[Natural-language object grounding data]
....
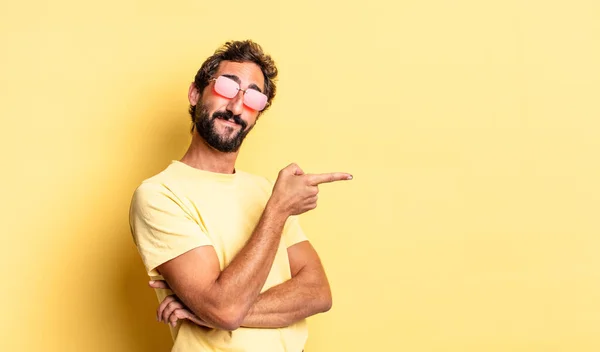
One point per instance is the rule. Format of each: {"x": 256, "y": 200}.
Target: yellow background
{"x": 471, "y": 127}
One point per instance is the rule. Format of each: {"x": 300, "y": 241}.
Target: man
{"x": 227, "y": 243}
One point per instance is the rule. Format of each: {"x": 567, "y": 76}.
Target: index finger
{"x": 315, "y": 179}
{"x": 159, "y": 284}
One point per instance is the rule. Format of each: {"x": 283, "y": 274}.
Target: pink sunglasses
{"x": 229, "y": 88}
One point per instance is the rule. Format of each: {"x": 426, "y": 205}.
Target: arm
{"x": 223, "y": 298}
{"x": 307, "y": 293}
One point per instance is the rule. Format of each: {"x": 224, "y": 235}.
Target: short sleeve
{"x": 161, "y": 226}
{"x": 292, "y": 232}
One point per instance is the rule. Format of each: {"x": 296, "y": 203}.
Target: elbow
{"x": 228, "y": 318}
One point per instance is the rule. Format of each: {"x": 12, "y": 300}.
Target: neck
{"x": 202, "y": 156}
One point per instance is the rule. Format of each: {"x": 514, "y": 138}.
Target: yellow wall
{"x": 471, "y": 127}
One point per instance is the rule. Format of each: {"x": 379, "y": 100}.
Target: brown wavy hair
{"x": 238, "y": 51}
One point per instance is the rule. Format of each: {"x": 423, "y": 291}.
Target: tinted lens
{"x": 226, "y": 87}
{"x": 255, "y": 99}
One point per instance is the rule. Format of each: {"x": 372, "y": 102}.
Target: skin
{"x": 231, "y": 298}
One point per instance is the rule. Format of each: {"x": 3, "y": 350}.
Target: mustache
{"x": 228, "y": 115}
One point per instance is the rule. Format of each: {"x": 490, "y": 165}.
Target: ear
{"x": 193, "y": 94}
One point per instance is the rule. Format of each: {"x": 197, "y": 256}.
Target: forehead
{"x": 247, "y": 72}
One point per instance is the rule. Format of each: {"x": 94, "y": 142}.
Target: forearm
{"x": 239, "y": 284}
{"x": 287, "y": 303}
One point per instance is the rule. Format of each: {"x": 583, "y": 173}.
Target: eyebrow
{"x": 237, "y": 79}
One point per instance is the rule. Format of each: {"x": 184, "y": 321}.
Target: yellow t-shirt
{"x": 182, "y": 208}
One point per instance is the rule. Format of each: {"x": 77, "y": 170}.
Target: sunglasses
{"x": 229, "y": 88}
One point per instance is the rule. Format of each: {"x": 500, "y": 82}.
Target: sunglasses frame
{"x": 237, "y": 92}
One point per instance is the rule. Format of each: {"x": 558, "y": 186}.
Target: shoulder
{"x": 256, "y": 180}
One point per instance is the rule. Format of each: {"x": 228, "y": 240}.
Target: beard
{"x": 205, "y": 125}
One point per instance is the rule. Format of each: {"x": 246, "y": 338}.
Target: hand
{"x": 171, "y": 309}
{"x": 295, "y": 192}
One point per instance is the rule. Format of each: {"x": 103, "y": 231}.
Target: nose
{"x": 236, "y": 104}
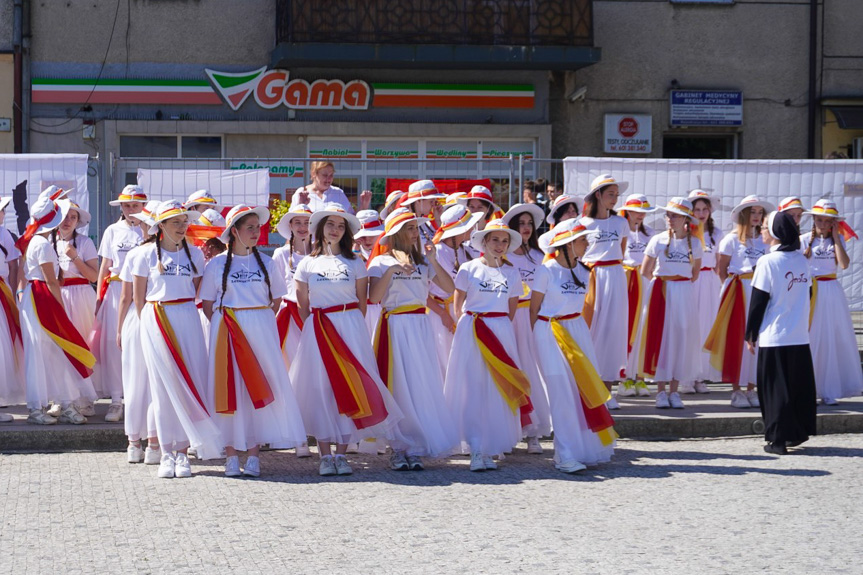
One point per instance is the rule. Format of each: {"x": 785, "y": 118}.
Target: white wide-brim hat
....
> **PROBLEM DESCRIPTION**: Copy out the records exactly. Do not include the pictures.

> **FINISHED EXERCISE**:
One point per instance is the rule. Format of each: {"x": 256, "y": 200}.
Target: yellow background
{"x": 471, "y": 127}
One point per instance is the rule. Format of each: {"x": 300, "y": 241}.
Target: man
{"x": 227, "y": 243}
One point per instance is the rule. Format of each: {"x": 567, "y": 76}.
Target: index finger
{"x": 315, "y": 179}
{"x": 159, "y": 284}
One point per instance is the rule. Format of each: {"x": 283, "y": 274}.
Target: pink sunglasses
{"x": 229, "y": 88}
One point per instance is the rule. Format of each: {"x": 426, "y": 205}.
Target: arm
{"x": 223, "y": 298}
{"x": 307, "y": 293}
One point per instance is the rule. Format of each: {"x": 224, "y": 235}.
Target: short sleeve
{"x": 161, "y": 226}
{"x": 292, "y": 232}
One point per instance is the rule. Format of each: {"x": 296, "y": 203}.
Target: elbow
{"x": 228, "y": 318}
One point per instance is the rule. Format of each: {"x": 12, "y": 300}.
Target: neck
{"x": 202, "y": 156}
One point per instance is the rule. Format of each: {"x": 514, "y": 138}.
Target: yellow wall
{"x": 471, "y": 127}
One point per instance is the rule. Format of each: {"x": 379, "y": 100}.
Target: brown wavy hair
{"x": 238, "y": 51}
One point per instance is the rule. Format of each: {"x": 423, "y": 291}.
Target: tinted lens
{"x": 226, "y": 87}
{"x": 255, "y": 99}
One point per instance is the rule. Format of each: {"x": 372, "y": 102}.
Target: skin
{"x": 231, "y": 298}
One point per instance is the rule. Format of each: {"x": 3, "y": 350}.
Target: mustache
{"x": 228, "y": 115}
One point per instance is the rule. Format of each: {"x": 490, "y": 165}.
Target: ear
{"x": 193, "y": 94}
One point per instance is the rule. Format of each: {"x": 197, "y": 256}.
Target: forehead
{"x": 247, "y": 72}
One point per instance is the rule. Format of each: {"x": 94, "y": 142}.
Target: forearm
{"x": 239, "y": 284}
{"x": 287, "y": 303}
One point per instance is the rule. Format of each: {"x": 583, "y": 173}.
Target: eyebrow
{"x": 237, "y": 79}
One point per instance is the rule. Format of each: {"x": 184, "y": 321}.
Target: yellow t-shirt
{"x": 182, "y": 208}
One point per instance is the rule. Format of each: {"x": 77, "y": 170}.
Target: sunglasses
{"x": 229, "y": 88}
One point per instance is the rule. Format of each: {"x": 500, "y": 82}.
Target: sunglasses frame
{"x": 237, "y": 92}
One point per instance is the rule. Format of each: {"x": 558, "y": 186}.
Target: shoulder
{"x": 256, "y": 180}
One point per instance is the rule. Format of each: {"x": 228, "y": 240}.
Target: beard
{"x": 205, "y": 125}
One point per instance is the rule. Format of each: {"x": 246, "y": 338}.
Target: hand
{"x": 171, "y": 309}
{"x": 295, "y": 192}
One point per instance is the rule. Format of each: {"x": 103, "y": 231}.
Target: nose
{"x": 236, "y": 104}
One point per instance is the rule. Format of each: {"x": 785, "y": 118}.
Target: white wide-brim hat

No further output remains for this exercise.